Your answer must be every line of the data that holds the string "below".

** DATA TO PROCESS follows **

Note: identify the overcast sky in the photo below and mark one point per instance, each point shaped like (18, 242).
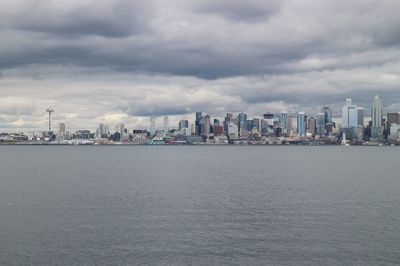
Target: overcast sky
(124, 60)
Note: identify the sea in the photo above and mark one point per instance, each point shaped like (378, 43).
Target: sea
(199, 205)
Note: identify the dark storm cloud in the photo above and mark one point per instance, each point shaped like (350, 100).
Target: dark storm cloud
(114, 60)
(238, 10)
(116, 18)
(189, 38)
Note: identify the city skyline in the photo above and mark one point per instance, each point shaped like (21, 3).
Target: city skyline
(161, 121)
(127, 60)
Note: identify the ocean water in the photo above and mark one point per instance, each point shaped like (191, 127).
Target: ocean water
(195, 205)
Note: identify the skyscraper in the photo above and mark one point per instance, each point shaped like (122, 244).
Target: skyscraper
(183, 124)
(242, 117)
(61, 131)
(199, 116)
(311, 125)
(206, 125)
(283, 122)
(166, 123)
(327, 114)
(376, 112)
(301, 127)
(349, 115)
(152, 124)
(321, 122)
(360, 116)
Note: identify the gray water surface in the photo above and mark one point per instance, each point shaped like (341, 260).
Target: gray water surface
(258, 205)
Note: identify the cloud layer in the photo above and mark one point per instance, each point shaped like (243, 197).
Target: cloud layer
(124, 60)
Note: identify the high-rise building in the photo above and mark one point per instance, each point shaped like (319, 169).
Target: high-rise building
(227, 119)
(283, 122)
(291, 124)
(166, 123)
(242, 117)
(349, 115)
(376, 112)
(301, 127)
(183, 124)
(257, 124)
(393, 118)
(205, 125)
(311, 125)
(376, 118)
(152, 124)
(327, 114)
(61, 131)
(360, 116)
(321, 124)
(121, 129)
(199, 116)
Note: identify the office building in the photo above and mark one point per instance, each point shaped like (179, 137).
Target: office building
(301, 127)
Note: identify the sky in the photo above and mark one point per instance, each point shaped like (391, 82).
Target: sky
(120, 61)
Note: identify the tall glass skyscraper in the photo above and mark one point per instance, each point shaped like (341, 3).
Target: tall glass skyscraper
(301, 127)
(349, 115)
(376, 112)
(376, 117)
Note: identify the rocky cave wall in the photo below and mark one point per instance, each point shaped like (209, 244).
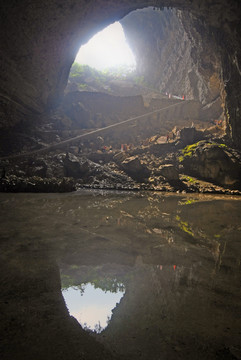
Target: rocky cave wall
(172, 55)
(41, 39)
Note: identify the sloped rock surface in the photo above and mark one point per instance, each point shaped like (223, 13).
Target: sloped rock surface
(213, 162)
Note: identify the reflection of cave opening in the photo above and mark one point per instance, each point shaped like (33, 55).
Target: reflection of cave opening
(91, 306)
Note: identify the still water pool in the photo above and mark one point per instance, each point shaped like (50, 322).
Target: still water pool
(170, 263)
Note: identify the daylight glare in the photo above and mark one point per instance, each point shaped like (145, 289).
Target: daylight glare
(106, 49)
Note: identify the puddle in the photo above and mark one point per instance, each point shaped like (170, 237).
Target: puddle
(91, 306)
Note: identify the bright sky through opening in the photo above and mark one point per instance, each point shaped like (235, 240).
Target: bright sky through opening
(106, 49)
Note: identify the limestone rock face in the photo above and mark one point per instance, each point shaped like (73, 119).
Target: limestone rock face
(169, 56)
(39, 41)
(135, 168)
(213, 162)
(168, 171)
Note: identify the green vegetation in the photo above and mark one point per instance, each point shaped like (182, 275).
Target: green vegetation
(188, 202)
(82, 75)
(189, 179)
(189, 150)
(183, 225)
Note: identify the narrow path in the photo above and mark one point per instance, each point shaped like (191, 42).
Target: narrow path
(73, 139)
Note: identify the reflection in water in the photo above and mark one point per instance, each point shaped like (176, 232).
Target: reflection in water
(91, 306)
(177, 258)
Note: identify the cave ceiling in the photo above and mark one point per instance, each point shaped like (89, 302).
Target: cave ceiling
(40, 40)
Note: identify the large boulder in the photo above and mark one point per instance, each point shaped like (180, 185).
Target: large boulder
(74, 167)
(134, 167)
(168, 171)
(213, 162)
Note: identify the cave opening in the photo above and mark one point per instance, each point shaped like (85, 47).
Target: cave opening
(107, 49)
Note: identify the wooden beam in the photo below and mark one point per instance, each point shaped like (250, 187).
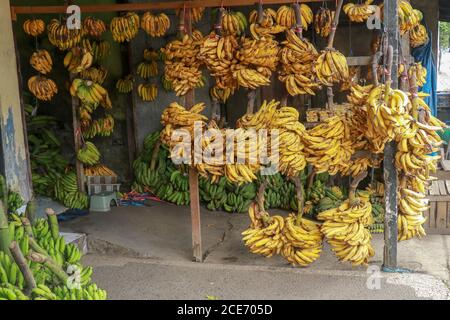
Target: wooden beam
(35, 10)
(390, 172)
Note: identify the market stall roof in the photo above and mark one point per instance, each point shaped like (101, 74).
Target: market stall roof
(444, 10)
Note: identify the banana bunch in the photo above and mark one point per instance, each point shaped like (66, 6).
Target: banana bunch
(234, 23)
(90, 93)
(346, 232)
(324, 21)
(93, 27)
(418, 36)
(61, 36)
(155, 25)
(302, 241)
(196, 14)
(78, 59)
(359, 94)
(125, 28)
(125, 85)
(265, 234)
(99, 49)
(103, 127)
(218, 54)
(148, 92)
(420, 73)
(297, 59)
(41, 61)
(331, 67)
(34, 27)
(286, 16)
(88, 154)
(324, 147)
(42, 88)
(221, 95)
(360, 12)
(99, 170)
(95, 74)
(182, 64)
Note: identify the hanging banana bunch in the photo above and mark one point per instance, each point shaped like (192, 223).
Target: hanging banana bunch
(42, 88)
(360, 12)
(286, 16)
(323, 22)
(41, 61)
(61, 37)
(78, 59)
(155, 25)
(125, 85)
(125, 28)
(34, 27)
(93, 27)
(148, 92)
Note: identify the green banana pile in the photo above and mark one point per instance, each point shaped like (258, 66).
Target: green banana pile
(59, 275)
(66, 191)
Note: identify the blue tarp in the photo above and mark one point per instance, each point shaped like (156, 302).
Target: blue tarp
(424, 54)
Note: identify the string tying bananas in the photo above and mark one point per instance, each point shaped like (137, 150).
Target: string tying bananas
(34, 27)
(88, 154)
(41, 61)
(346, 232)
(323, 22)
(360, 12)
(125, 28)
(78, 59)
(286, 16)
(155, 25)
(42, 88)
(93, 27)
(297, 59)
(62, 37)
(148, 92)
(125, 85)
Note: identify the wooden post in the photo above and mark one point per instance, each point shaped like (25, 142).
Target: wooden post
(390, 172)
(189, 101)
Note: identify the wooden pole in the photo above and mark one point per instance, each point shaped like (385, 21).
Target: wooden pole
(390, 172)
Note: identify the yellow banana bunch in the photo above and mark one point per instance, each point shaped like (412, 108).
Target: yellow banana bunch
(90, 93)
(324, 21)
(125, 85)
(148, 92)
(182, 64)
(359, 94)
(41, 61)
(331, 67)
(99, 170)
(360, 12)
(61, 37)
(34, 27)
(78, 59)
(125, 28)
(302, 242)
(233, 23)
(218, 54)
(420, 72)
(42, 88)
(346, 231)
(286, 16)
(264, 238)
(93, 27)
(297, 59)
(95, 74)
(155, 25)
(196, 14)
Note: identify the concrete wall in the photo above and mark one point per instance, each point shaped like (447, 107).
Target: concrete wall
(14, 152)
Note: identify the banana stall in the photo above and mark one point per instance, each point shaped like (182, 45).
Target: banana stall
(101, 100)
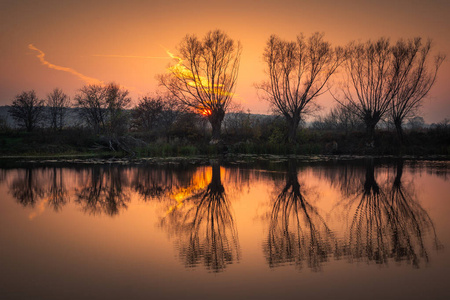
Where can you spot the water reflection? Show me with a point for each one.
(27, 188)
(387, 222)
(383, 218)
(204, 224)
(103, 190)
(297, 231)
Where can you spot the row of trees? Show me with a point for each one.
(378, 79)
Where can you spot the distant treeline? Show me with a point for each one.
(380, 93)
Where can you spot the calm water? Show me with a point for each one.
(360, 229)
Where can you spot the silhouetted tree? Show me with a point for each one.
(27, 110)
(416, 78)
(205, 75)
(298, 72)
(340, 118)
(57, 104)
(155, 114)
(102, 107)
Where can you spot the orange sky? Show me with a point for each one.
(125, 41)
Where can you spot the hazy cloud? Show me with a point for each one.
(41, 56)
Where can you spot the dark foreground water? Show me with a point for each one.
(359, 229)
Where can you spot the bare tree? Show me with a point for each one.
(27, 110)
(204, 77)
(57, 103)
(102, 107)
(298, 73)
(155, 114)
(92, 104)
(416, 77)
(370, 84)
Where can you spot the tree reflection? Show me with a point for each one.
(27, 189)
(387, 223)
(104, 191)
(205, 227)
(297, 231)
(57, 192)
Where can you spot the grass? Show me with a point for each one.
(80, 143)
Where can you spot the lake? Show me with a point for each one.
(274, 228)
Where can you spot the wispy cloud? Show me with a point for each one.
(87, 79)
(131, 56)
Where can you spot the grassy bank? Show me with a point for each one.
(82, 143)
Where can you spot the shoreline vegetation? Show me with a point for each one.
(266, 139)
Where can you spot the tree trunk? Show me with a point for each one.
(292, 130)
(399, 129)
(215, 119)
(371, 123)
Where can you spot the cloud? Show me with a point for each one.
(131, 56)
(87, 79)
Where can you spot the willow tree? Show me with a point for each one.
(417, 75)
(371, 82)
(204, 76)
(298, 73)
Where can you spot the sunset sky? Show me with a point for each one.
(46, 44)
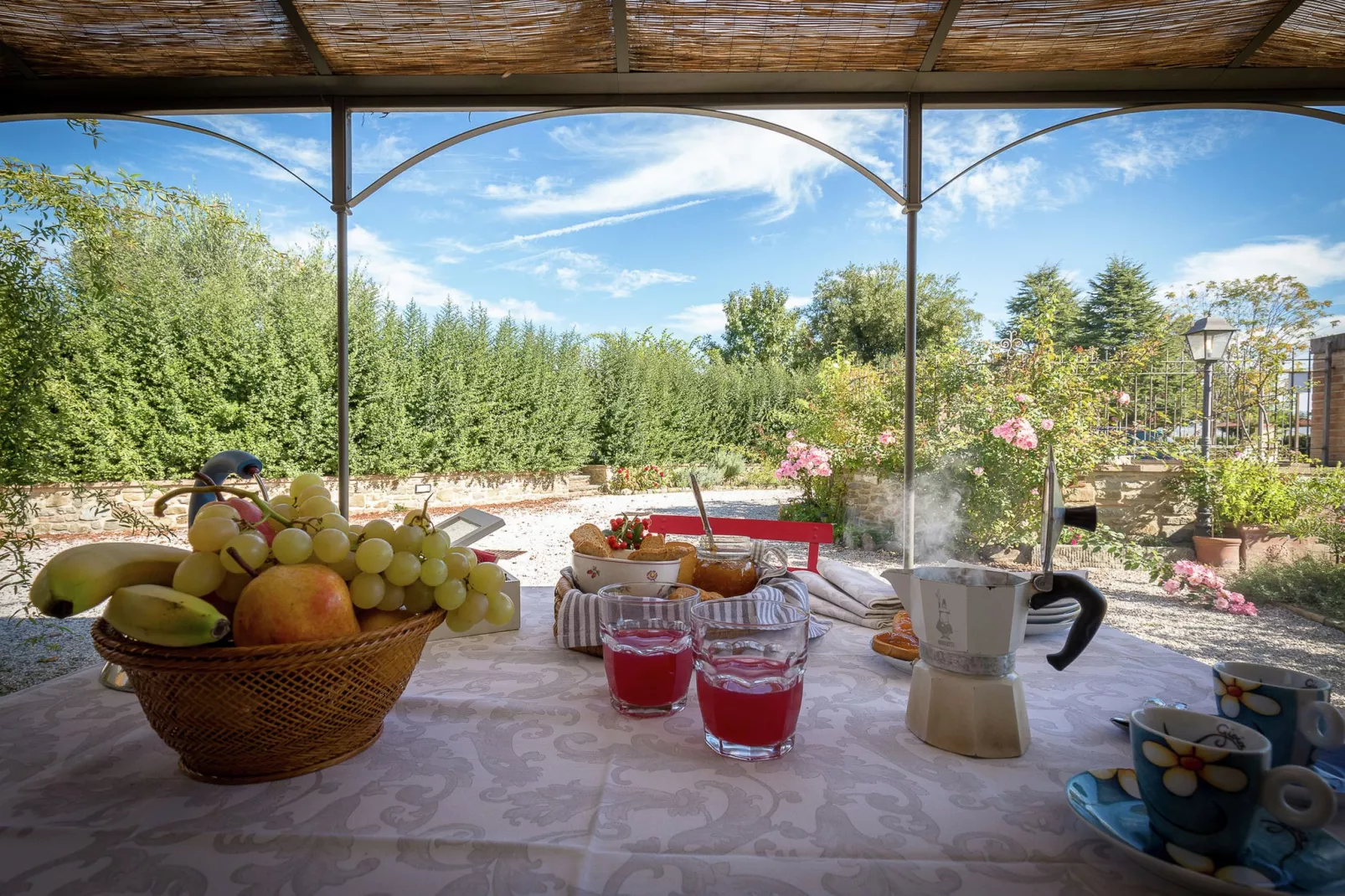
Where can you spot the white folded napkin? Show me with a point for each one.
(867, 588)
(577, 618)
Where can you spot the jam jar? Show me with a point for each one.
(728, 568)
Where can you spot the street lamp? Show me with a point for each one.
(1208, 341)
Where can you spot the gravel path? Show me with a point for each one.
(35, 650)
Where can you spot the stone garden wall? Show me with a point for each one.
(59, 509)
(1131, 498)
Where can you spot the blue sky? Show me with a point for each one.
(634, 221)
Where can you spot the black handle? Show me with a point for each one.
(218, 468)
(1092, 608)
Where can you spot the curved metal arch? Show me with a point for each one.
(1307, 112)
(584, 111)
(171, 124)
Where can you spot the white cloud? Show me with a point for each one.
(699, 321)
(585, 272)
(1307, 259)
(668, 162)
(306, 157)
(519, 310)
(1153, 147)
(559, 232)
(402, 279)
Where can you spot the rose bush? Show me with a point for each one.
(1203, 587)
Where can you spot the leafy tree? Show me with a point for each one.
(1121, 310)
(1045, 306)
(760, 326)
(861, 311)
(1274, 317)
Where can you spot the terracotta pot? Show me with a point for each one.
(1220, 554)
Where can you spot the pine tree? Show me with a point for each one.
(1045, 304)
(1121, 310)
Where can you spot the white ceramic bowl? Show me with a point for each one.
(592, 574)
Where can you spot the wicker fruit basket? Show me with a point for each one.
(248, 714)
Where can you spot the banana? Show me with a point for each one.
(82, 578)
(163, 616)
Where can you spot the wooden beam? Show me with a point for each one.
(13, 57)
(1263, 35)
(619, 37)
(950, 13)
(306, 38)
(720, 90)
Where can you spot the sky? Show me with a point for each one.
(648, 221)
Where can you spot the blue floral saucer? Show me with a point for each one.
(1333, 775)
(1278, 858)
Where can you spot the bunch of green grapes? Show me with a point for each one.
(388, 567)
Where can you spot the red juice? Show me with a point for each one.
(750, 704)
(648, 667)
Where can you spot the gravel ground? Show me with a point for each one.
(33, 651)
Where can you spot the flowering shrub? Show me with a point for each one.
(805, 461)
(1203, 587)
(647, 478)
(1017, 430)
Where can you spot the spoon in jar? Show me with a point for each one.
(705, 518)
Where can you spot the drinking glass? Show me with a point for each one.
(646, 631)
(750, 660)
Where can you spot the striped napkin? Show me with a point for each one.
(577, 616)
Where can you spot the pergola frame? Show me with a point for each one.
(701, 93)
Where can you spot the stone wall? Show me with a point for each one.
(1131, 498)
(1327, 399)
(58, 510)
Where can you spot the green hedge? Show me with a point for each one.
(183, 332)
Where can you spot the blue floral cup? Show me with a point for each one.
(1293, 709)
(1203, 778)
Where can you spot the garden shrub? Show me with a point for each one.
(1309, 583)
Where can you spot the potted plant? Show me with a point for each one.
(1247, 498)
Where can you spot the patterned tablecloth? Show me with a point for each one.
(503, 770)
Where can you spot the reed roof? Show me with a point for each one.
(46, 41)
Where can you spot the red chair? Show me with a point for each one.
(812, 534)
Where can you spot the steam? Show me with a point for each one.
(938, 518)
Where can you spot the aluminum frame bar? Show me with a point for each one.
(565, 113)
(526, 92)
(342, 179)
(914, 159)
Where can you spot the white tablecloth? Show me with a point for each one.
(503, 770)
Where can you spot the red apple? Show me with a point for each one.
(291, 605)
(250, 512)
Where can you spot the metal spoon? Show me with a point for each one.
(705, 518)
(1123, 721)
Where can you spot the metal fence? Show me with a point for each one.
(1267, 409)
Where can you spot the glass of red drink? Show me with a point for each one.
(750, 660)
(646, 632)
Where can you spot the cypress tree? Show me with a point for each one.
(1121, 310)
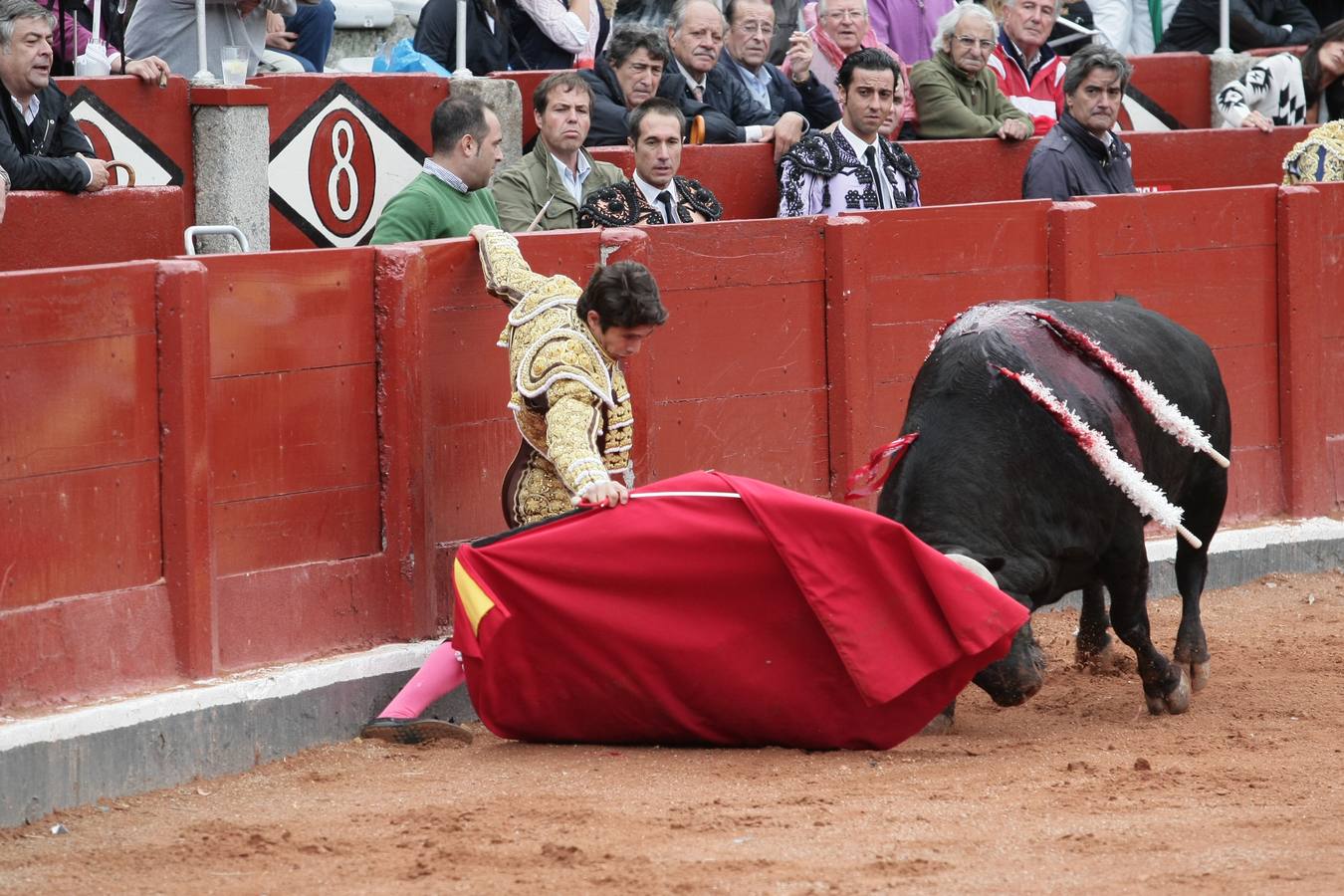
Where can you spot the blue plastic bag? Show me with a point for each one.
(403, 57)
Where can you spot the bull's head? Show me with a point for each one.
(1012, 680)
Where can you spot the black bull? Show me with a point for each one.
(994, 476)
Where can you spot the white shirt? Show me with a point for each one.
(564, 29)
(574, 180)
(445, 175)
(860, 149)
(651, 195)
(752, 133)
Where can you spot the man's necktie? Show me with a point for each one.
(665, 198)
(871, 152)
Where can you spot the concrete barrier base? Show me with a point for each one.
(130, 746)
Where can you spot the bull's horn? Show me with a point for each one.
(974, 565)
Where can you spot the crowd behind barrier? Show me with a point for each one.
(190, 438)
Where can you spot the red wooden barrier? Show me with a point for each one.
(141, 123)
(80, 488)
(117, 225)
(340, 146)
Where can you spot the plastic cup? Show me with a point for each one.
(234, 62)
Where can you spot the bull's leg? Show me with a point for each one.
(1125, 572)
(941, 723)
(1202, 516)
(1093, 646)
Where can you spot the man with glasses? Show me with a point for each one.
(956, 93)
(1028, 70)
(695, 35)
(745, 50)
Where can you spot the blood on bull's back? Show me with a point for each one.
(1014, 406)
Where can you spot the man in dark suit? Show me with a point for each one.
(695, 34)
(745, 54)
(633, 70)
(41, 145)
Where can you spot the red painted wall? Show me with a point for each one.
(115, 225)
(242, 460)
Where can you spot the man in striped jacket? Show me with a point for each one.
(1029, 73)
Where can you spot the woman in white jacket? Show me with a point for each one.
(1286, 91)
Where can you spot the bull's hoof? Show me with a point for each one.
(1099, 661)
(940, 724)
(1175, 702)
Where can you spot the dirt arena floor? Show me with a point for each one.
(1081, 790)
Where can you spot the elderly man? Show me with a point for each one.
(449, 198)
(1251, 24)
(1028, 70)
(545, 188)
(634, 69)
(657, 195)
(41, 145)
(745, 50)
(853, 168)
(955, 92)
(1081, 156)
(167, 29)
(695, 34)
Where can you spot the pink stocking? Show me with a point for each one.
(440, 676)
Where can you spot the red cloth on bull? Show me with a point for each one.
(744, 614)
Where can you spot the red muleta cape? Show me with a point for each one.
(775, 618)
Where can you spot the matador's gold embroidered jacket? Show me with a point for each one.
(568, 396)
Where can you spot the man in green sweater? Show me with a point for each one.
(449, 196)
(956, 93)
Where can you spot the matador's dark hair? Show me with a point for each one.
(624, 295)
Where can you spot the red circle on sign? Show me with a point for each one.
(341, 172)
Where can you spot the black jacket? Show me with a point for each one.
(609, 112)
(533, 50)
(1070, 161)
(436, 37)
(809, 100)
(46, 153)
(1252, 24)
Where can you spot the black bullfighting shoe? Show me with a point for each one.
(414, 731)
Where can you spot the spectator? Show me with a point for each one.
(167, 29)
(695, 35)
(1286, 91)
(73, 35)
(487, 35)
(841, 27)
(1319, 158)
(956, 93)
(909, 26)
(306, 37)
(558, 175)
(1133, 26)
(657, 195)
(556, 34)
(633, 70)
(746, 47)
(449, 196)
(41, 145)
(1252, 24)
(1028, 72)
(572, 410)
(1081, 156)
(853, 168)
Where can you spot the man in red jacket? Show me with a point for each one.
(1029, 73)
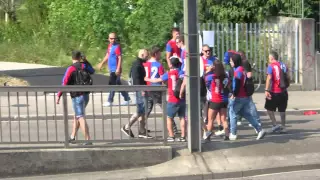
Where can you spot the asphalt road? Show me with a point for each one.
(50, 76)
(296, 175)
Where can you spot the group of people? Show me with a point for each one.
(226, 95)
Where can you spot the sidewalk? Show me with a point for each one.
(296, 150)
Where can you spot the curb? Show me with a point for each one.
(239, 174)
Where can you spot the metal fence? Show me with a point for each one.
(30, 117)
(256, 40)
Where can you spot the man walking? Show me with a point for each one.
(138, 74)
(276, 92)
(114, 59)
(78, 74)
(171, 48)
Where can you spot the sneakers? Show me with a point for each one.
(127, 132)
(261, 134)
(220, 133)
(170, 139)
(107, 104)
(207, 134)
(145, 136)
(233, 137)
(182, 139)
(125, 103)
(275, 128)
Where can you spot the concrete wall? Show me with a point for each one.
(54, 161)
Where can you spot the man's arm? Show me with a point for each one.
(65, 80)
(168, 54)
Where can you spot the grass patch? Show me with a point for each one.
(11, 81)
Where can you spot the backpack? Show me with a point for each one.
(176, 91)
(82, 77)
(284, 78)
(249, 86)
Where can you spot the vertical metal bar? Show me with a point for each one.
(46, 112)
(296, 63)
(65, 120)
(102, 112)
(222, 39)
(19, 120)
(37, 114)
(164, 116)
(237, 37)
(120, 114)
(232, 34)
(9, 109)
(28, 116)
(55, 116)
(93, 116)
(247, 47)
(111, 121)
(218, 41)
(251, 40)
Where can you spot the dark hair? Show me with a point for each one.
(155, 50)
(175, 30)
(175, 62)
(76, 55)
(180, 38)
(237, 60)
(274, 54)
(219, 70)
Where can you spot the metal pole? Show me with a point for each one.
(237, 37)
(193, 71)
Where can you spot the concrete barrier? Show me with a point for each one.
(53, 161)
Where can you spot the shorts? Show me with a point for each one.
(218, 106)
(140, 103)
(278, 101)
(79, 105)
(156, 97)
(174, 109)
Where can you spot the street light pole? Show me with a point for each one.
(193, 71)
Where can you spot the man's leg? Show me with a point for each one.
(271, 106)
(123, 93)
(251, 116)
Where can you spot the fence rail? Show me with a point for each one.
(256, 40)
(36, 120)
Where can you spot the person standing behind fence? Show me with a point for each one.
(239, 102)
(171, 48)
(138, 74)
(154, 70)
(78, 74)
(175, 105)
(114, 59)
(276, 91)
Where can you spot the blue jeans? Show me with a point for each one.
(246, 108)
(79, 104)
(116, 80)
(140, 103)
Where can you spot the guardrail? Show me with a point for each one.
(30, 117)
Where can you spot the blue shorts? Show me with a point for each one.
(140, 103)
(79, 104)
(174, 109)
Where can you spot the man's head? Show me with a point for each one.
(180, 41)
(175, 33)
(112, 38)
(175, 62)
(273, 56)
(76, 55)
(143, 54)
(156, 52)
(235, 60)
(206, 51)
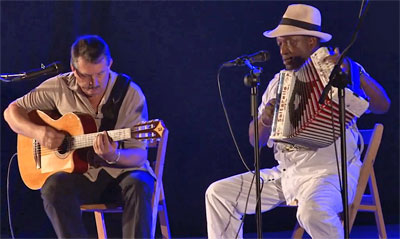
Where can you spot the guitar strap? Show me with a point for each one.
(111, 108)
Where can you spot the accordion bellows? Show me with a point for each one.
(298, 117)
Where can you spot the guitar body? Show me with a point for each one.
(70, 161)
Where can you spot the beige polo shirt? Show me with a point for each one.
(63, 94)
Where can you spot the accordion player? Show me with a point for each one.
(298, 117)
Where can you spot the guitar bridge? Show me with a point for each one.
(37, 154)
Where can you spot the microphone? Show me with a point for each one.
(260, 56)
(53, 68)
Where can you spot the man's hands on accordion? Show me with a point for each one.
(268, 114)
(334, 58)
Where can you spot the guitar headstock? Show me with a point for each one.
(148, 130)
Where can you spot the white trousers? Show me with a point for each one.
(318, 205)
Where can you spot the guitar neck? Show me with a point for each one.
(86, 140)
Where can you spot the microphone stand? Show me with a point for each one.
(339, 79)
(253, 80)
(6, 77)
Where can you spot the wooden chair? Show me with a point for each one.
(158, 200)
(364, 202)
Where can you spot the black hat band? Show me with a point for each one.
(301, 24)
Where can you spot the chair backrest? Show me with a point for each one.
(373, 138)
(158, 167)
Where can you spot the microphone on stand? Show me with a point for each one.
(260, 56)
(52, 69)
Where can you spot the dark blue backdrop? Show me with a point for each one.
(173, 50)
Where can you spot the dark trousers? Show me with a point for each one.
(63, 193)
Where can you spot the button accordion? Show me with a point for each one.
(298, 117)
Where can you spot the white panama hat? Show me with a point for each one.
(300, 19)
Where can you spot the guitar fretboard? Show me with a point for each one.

** End of DATA TO PROCESS **

- **SOLUTION TO THIS EXERCISE**:
Note: identify the overcast sky in the photo below and mark one point per instance, each point shaped like (18, 242).
Note: identify the rocky cave wall in the photo below and mark one point per instance, each point shaped like (209, 244).
Note: identify the wooden beam in the photo below and mark one point per instance, each point shaped like (250, 187).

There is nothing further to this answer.